Apa yang Sebenarnya Diinginkan Gen Z dari Work Life Balance?
- freepik.com/wayhomestudio
VIVA – Gen Z yang terdiri dari individu yang lahir antara 1997 hingga 2012, kini mulai memasuki dunia profesional pada tahun 2024 dengan rentang usia 12 hingga 27 tahun. Banyak dari mereka yang sudah mulai berkarier, baik sebagai pegawai tetap, pekerja kontrak, atau bahkan magang. Sebagai generasi yang dibesarkan di tengah perkembangan teknologi, pola pikir dan karakteristik mereka dalam dunia kerja cenderung berbeda dengan generasi sebelumnya, yang sering menimbulkan berbagai pendapat dari kalangan profesional yang lebih senior.
Salah satu hal yang sangat dibutuhkan oleh Gen Z dalam pekerjaan adalah fleksibilitas waktu dan lingkungan kerja yang lebih terbuka. Mereka lebih cenderung mencari pekerjaan dengan jam kerja yang tidak kaku, serta suasana kerja yang lebih santai dan tidak terlalu formal. Gen Z menginginkan perusahaan yang mendukung hubungan antar kolega yang lebih casual, di mana mereka dapat merasa nyaman dan terhubung dengan rekan kerja tanpa tekanan formalitas. Selain itu, mereka sangat memperhatikan kesejahteraan mental dan fisik, serta mengutamakan keseimbangan antara pekerjaan dan kehidupan pribadi.
Gen Z sering kali menetapkan batasan yang jelas antara pekerjaan dan kehidupan pribadi. Mereka cenderung tidak mau dihubungi atau terganggu oleh pekerjaan setelah jam kerja, karena mereka ingin fokus pada kegiatan pribadi atau bersantai. Mereka juga enggan untuk bekerja lembur, karena mereka memiliki kepentingan lain di luar pekerjaan. Meskipun ini sering dipandang oleh beberapa pihak sebagai sikap yang kurang profesional atau "terlalu sensitif," sebenarnya ini adalah bagian dari upaya mereka untuk mencapai keseimbangan hidup yang sehat, yang dikenal dengan istilah work life balance.
Pandangan Gen Z ini seharusnya tidak dianggap sebagai bentuk kelemahan, tetapi sebagai cara mereka untuk menjaga kesejahteraan jangka panjang. Dengan menekankan pentingnya keseimbangan ini, mereka berusaha untuk tetap produktif dan bahagia baik dalam kehidupan profesional maupun pribadi. Hal ini pada gilirannya dapat berdampak positif, tidak hanya bagi diri mereka sendiri, tetapi juga bagi perusahaan yang mereka bekerja.

==*==

- [Tugas Latihan]
a: Tulis ulang tanpa perubahan bagian teks sumber yang dibuka dengan kata-kata "Pandangan Gen Z" dan ditutup dengan "yang mereka bekerja.".
b: Menurut teks sumber, Gen Z terdiri dari individu yang lahir antara tahun berapa dan tahun berapa?

==*==

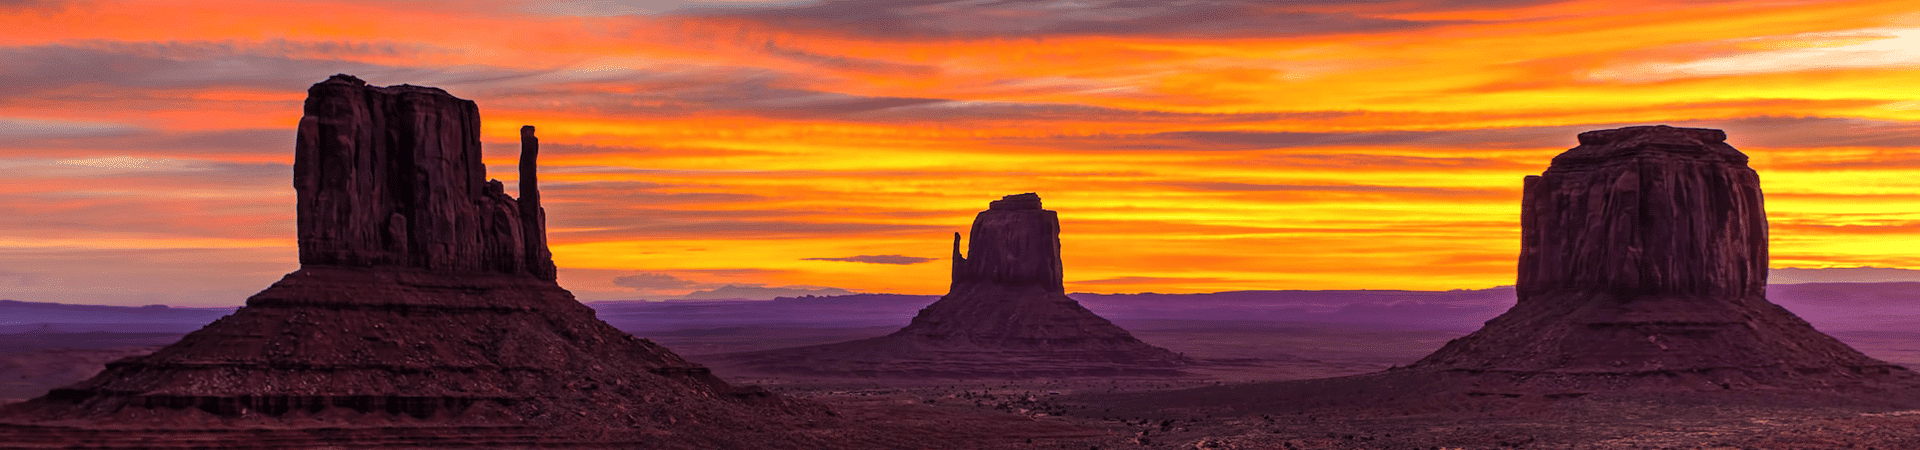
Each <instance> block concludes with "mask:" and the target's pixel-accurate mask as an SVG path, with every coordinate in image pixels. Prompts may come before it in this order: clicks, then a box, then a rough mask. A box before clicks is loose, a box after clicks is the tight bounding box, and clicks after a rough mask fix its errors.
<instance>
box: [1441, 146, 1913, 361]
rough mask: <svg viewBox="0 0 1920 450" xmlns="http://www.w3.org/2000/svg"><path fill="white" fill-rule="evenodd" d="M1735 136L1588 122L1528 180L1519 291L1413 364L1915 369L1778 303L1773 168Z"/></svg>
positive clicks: (1524, 185)
mask: <svg viewBox="0 0 1920 450" xmlns="http://www.w3.org/2000/svg"><path fill="white" fill-rule="evenodd" d="M1724 140H1726V135H1724V133H1720V131H1715V129H1674V127H1665V125H1663V127H1626V129H1609V131H1590V133H1582V135H1580V146H1576V148H1572V150H1567V152H1565V154H1561V156H1559V158H1553V165H1551V167H1548V169H1546V173H1542V175H1538V177H1526V185H1524V198H1523V215H1521V238H1523V244H1521V258H1519V285H1517V292H1519V302H1517V304H1515V306H1513V310H1509V312H1505V313H1501V315H1500V317H1494V319H1492V321H1488V323H1486V327H1482V329H1480V331H1475V333H1473V335H1467V337H1463V338H1455V340H1452V342H1448V344H1446V346H1442V348H1440V350H1438V352H1434V354H1430V356H1427V358H1423V360H1421V362H1417V363H1415V365H1411V367H1409V369H1415V371H1432V369H1438V371H1452V373H1475V375H1478V377H1496V379H1500V381H1498V383H1494V381H1488V383H1494V385H1500V383H1519V385H1551V387H1557V388H1592V387H1613V388H1622V387H1649V385H1651V387H1693V388H1745V387H1757V385H1768V387H1832V385H1836V383H1841V381H1849V383H1855V385H1857V381H1860V379H1868V377H1889V379H1901V377H1908V371H1907V369H1905V367H1899V365H1891V363H1885V362H1878V360H1872V358H1868V356H1864V354H1860V352H1857V350H1853V348H1849V346H1847V344H1843V342H1839V340H1836V338H1832V337H1828V335H1824V333H1820V331H1814V329H1812V327H1811V325H1807V321H1801V319H1799V317H1795V315H1793V313H1791V312H1788V310H1784V308H1780V306H1776V304H1772V302H1766V298H1764V287H1766V213H1764V212H1763V208H1761V185H1759V177H1757V175H1755V171H1753V169H1751V167H1747V158H1745V156H1743V154H1740V152H1738V150H1734V148H1732V146H1728V144H1726V142H1724ZM1488 373H1492V375H1488Z"/></svg>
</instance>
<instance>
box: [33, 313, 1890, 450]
mask: <svg viewBox="0 0 1920 450" xmlns="http://www.w3.org/2000/svg"><path fill="white" fill-rule="evenodd" d="M1129 327H1133V333H1135V335H1137V337H1140V338H1142V340H1146V342H1152V344H1158V346H1165V348H1171V350H1177V352H1185V354H1188V356H1192V358H1200V360H1206V362H1210V363H1208V365H1202V367H1194V369H1188V377H1121V379H1008V381H952V379H804V377H768V375H751V373H728V371H724V367H716V373H720V375H722V377H728V381H732V383H737V385H760V387H766V388H770V390H776V392H783V394H791V396H799V398H812V400H818V402H826V404H829V406H831V408H835V410H837V412H841V413H843V415H847V417H852V419H856V421H868V423H889V427H899V429H910V431H914V433H918V435H922V437H924V440H925V442H966V446H977V448H1060V450H1066V448H1073V450H1081V448H1102V450H1112V448H1198V450H1206V448H1920V408H1889V406H1878V408H1866V406H1820V404H1799V406H1738V404H1713V402H1693V404H1672V402H1649V400H1632V398H1626V400H1622V398H1613V400H1609V398H1578V400H1565V402H1513V404H1500V400H1492V402H1482V404H1473V406H1461V408H1457V410H1450V412H1413V413H1379V412H1375V413H1350V412H1342V413H1254V415H1238V417H1227V415H1223V417H1213V415H1210V413H1206V412H1185V410H1179V408H1164V410H1154V408H1144V410H1142V408H1119V406H1116V404H1102V402H1106V400H1102V398H1114V396H1123V394H1129V392H1169V390H1183V388H1206V387H1229V385H1242V383H1273V381H1288V379H1315V377H1340V375H1356V373H1371V371H1380V369H1386V367H1392V365H1404V363H1409V362H1413V360H1419V358H1421V356H1425V354H1427V352H1432V350H1434V348H1438V346H1440V344H1444V342H1446V340H1448V338H1453V337H1459V335H1465V333H1467V331H1405V329H1363V327H1342V325H1313V323H1294V325H1286V323H1281V325H1273V323H1265V325H1221V323H1171V321H1169V323H1131V325H1129ZM887 331H891V329H787V331H780V329H712V331H682V333H664V335H651V337H649V338H653V340H657V342H662V344H666V346H670V348H674V350H680V352H682V354H687V356H689V360H695V362H699V360H701V354H714V352H743V350H766V348H781V346H799V344H820V342H837V340H847V338H862V337H874V335H883V333H887ZM1836 335H1837V337H1841V338H1843V340H1847V342H1849V344H1853V346H1855V348H1860V350H1862V352H1866V354H1870V356H1876V358H1884V360H1889V362H1897V363H1907V365H1914V363H1916V360H1920V350H1916V348H1920V338H1916V335H1910V333H1836ZM148 350H152V348H150V346H134V348H106V350H102V348H94V350H46V348H42V350H33V352H10V354H0V381H6V387H8V388H10V390H6V392H0V404H4V402H8V400H6V398H23V396H35V394H38V392H44V388H48V387H58V385H65V383H73V381H79V379H84V377H86V375H90V373H94V371H98V369H100V367H104V363H106V362H109V360H117V358H123V356H132V354H140V352H148ZM699 350H705V352H699ZM29 390H33V392H29ZM989 429H991V431H993V435H991V437H985V435H981V431H989ZM943 433H945V435H943ZM939 448H952V446H939Z"/></svg>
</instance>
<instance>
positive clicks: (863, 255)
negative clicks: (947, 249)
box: [801, 254, 941, 265]
mask: <svg viewBox="0 0 1920 450" xmlns="http://www.w3.org/2000/svg"><path fill="white" fill-rule="evenodd" d="M801 260H806V262H856V263H895V265H908V263H924V262H939V260H941V258H920V256H899V254H862V256H845V258H801Z"/></svg>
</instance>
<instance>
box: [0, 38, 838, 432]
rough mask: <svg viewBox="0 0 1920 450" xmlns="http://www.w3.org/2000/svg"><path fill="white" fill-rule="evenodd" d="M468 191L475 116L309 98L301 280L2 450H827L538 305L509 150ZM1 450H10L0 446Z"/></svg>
mask: <svg viewBox="0 0 1920 450" xmlns="http://www.w3.org/2000/svg"><path fill="white" fill-rule="evenodd" d="M520 142H522V150H520V152H522V158H520V198H518V200H515V198H511V196H507V194H505V192H503V188H501V183H499V181H486V179H484V175H486V167H484V165H482V163H480V115H478V108H476V106H474V102H468V100H461V98H455V96H451V94H447V92H445V90H440V88H428V87H405V85H401V87H369V85H367V83H363V81H359V79H355V77H349V75H334V77H330V79H326V81H323V83H317V85H313V88H309V90H307V102H305V115H303V117H301V119H300V137H298V142H296V163H294V187H296V192H298V217H300V262H301V267H300V269H298V271H294V273H288V275H286V277H284V279H280V281H278V283H275V285H273V287H269V288H267V290H261V292H259V294H255V296H252V298H248V302H246V308H240V310H238V312H234V313H232V315H227V317H223V319H219V321H213V323H211V325H207V327H204V329H200V331H194V333H190V335H186V337H184V338H182V340H180V342H177V344H171V346H167V348H161V350H157V352H154V354H150V356H138V358H127V360H119V362H113V363H109V365H108V369H106V371H102V373H100V375H96V377H92V379H86V381H83V383H79V385H71V387H65V388H56V390H52V392H48V394H46V396H40V398H35V400H29V402H23V404H13V406H8V408H6V410H0V442H12V444H19V446H42V444H44V446H65V444H73V442H86V446H90V448H188V446H194V448H200V446H205V444H207V442H219V446H221V448H250V446H263V448H267V446H271V448H317V446H326V448H340V446H361V448H399V446H436V448H465V446H493V448H526V446H620V448H660V446H666V448H828V446H829V444H828V442H826V440H824V438H816V437H810V435H804V433H789V429H791V427H787V425H789V423H797V421H816V419H824V417H826V410H822V408H818V406H810V404H803V402H795V400H785V398H780V396H772V394H766V392H764V390H747V388H735V387H730V385H726V383H722V381H720V379H716V377H714V375H710V373H708V369H707V367H701V365H695V363H689V362H685V360H682V358H680V356H676V354H674V352H670V350H666V348H662V346H659V344H653V342H651V340H643V338H634V337H632V335H626V333H622V331H618V329H614V327H611V325H607V323H605V321H601V319H595V315H593V310H589V308H586V306H582V304H580V302H576V300H574V296H572V294H570V292H568V290H564V288H561V287H559V285H555V269H553V260H551V254H549V252H547V244H545V225H543V221H545V217H543V215H545V213H543V212H541V208H540V190H538V181H536V165H534V160H536V154H538V138H534V129H532V127H524V129H522V131H520ZM0 446H8V444H0Z"/></svg>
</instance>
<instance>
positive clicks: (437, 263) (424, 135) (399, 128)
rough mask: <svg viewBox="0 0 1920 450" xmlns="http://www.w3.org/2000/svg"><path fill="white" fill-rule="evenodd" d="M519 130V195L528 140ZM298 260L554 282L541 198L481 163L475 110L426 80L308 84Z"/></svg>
mask: <svg viewBox="0 0 1920 450" xmlns="http://www.w3.org/2000/svg"><path fill="white" fill-rule="evenodd" d="M520 133H522V160H520V163H522V167H520V173H522V187H520V194H522V198H526V194H528V192H538V190H536V187H534V181H532V179H530V175H532V173H534V154H536V152H538V140H534V137H532V133H534V131H532V127H526V129H522V131H520ZM294 190H296V192H298V198H300V208H298V210H300V263H301V265H344V267H419V269H430V271H442V273H472V271H493V273H534V275H540V277H541V279H547V281H551V279H553V256H551V254H545V233H547V231H545V213H543V212H541V208H540V196H538V194H536V196H532V198H528V204H524V206H522V204H518V202H515V200H513V198H511V196H507V194H505V192H503V188H501V185H499V181H488V179H486V165H482V163H480V108H478V106H474V102H470V100H461V98H455V96H451V94H447V92H445V90H440V88H430V87H409V85H399V87H369V85H367V83H365V81H359V79H355V77H349V75H334V77H330V79H326V81H323V83H317V85H313V88H307V104H305V115H303V117H300V140H296V146H294Z"/></svg>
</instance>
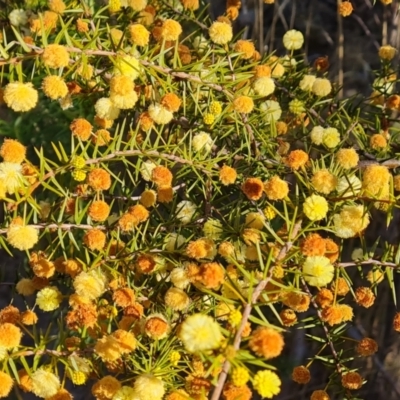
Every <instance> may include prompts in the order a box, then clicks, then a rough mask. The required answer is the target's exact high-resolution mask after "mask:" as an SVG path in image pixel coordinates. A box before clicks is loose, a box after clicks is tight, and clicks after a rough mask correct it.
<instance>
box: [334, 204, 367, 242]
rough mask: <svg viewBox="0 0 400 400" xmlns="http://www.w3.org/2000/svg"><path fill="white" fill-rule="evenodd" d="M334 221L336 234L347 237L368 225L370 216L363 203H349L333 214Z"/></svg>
mask: <svg viewBox="0 0 400 400" xmlns="http://www.w3.org/2000/svg"><path fill="white" fill-rule="evenodd" d="M333 223H334V231H335V234H336V236H338V237H340V238H343V239H347V238H350V237H353V236H355V235H356V234H357V233H360V232H361V231H363V230H364V229H365V228H366V227H367V226H368V224H369V216H368V213H367V212H366V211H365V210H364V207H363V206H362V205H347V206H344V207H343V208H342V210H341V211H340V214H335V215H334V216H333Z"/></svg>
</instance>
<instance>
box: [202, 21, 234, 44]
mask: <svg viewBox="0 0 400 400" xmlns="http://www.w3.org/2000/svg"><path fill="white" fill-rule="evenodd" d="M208 34H209V35H210V39H211V41H212V42H213V43H215V44H227V43H229V42H230V41H231V40H232V38H233V30H232V26H231V25H230V24H228V23H226V22H220V21H215V22H213V23H212V25H211V26H210V28H209V29H208Z"/></svg>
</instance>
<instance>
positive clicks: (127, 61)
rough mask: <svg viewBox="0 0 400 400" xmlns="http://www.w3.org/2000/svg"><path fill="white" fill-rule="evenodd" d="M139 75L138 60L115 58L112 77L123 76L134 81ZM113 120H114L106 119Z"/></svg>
mask: <svg viewBox="0 0 400 400" xmlns="http://www.w3.org/2000/svg"><path fill="white" fill-rule="evenodd" d="M139 74H140V63H139V60H138V59H137V58H136V57H134V56H130V55H120V56H117V58H116V60H115V65H114V75H125V76H127V77H129V78H131V79H132V80H135V79H136V78H137V77H138V76H139ZM104 118H105V117H104ZM107 119H115V118H107Z"/></svg>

==*==

- [Kunci Jawaban]
a:
Pandangan Gen Z ini seharusnya tidak dianggap sebagai bentuk kelemahan, tetapi sebagai cara mereka untuk menjaga kesejahteraan jangka panjang. Dengan menekankan pentingnya keseimbangan ini, mereka berusaha untuk tetap produktif dan bahagia baik dalam kehidupan profesional maupun pribadi. Hal ini pada gilirannya dapat berdampak positif, tidak hanya bagi diri mereka sendiri, tetapi juga bagi perusahaan yang mereka bekerja.

b: Antara 1997 hingga 2012.